- [Work to do]
A) In the election commentary, what three positions does the writer list as Kamala Harris's record?
B) Resume the election commentary after its final sentence, keeping its voice.

>> begin Extract to read

Young voters and Republicans voting blue are going to turn this election. Mark my words!
These uneducated (presumed) white dudes, all MAGATs, all blind Trump supporters, want to remind women of their place in the home and in society. “Stay barefoot and pregnant in front of the kitchen sink” (to paraphrase VP candidate JD Vance/Hamer/Baldwin) and “Stay out of our White House.”
They’ll tell you that Kamala Harris is a “DEI hire” who is unqualified for the presidency and only rose to the position of VP by “going down on her knees.” Well, which is it, Misogynist America? Was she picked solely on race and gender? Or did she “blow her way to the top?”
These same idiots couldn't even tell you what DEI stands for, let alone SPELL IT!!!
None of them qualified for even a middle management position, yet believe this former prosecutor, Attorney General of California (border state the size of a small country) and Vice President is UNqualified to hold the highest office in the land. Let's say the Chief Operating Officer of a Fortune 500 company is promoted to CEO. Are they unqualified, too? Oh, they are...because of their race and gender, perhaps??? Your sexism and misogyny is exposed! Just quit with the dog whistles!

>> end Extract to read
>> begin Recorded information

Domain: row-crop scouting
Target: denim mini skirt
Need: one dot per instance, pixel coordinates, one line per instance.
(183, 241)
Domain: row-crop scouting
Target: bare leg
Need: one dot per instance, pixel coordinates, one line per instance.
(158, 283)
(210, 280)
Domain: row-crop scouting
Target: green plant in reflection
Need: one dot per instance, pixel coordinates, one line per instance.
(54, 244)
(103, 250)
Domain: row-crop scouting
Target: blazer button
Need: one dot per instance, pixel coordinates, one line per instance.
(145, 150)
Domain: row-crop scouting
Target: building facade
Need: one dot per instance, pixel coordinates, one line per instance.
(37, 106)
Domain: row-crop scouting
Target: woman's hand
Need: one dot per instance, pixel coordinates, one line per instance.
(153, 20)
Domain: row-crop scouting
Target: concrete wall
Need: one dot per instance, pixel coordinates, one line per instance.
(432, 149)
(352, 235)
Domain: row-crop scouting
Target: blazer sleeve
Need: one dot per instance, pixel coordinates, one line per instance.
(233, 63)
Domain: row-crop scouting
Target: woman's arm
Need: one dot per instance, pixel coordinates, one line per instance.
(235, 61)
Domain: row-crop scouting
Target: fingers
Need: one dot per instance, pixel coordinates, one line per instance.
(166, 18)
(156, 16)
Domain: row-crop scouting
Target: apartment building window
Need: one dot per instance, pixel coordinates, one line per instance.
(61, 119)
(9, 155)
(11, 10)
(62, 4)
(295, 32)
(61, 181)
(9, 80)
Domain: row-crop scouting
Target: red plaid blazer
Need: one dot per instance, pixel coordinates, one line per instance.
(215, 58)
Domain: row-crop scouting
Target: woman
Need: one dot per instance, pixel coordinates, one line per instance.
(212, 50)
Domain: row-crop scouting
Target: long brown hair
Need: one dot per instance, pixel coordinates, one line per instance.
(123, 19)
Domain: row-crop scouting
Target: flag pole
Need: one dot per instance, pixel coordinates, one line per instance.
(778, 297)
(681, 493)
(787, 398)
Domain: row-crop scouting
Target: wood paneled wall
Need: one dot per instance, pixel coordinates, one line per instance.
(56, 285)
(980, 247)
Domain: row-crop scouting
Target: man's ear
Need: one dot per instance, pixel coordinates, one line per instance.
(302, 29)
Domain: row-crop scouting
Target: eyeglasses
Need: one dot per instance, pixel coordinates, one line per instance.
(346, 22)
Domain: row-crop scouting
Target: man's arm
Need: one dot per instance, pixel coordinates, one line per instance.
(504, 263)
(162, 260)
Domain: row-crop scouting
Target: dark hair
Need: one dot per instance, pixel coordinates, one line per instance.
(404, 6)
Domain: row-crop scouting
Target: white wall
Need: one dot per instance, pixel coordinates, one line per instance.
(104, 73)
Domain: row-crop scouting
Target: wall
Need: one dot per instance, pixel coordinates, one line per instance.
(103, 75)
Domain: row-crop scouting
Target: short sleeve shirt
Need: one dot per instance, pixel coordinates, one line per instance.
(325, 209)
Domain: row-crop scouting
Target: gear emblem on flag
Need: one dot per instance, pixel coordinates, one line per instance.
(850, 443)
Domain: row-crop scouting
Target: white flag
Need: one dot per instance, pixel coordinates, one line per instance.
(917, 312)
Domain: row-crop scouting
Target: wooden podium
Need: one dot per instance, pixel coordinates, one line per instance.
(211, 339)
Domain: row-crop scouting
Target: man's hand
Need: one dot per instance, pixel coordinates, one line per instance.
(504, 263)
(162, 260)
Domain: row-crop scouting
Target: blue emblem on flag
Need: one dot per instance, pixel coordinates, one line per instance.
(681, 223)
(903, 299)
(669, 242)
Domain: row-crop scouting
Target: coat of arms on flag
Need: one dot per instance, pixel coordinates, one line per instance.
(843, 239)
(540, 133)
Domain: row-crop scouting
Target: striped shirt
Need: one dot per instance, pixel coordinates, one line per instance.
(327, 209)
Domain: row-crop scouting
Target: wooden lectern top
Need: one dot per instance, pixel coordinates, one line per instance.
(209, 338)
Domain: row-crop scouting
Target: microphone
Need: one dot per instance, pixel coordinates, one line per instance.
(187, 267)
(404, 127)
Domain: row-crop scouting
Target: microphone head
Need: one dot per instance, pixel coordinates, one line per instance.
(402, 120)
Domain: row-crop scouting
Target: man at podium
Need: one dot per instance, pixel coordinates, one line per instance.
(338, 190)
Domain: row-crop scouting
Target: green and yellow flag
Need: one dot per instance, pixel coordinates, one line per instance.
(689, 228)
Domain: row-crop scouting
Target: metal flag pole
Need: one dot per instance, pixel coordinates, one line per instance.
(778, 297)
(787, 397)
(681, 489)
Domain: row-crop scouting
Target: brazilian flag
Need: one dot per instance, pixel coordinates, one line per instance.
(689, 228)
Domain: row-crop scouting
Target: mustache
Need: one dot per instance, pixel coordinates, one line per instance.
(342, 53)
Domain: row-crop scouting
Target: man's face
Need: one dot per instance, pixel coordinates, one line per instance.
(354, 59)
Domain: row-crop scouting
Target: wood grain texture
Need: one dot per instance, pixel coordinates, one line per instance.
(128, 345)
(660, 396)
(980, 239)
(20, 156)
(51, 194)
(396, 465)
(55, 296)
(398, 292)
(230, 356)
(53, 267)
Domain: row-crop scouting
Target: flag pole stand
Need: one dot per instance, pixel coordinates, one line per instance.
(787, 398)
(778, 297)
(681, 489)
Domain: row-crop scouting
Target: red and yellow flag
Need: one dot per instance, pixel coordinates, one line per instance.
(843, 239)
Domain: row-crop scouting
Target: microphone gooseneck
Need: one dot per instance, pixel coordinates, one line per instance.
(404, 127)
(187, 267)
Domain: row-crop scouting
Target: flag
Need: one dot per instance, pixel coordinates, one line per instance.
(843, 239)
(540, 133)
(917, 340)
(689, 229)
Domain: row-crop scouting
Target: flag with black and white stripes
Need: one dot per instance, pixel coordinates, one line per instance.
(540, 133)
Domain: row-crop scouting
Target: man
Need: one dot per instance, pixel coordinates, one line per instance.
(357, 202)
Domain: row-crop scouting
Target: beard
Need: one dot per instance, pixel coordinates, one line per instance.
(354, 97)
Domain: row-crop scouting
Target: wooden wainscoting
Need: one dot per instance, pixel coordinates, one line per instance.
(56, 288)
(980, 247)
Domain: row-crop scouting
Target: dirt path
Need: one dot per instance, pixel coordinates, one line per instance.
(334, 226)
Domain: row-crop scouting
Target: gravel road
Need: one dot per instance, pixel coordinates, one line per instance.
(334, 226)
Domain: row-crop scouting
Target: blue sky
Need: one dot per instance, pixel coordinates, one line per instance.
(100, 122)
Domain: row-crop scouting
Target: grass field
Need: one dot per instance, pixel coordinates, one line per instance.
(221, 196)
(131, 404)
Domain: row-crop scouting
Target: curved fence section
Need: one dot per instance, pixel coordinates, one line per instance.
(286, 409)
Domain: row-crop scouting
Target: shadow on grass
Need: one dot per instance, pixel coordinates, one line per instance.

>> end Recorded information

- [Answers to the problems]
A) Former prosecutor, Attorney General of California, and Vice President.

B)
White dudes in America feel their grip slipping. Propping up this wannabe Dictator who is rich and white and who will "protect" their rights/power, is their last hope to hold onto power. The patriarchy is crumbling and this scares them! They want to regress instead of embrace progress and change. They believe the stereotypical myth that America was "so much greater" in the postwar flee to the suburbs where Jews, blacks and other minorities were restricted from homeownership. America was never that great for these Americans, just ask them.
I grew up watching these same whitewashed re-runs, from a bygone era in early TV days when neither a black person nor a minority (lone exceptions being Tonto on Lone Ranger and Buckwheat on Little Rascals...which were bad racial stereotypes) were represented. These false, white archetypes just bolstered the patriarchy and made sure everyone else, from women to minorities, KNEW THEIR PLACE! And this falsehood is when Trumpites (cultists) thought America was "great." It wasn't. Again, just ask the women and minorities who lived through the turbulent 1950s.
People like JD Vance/Hamer/Baldwin still believe the mythical standard set by June Cleaver is the gold standard for all women. Women everywhere are chanting the refrain, "WE'RE NOT GOING BACK!!!"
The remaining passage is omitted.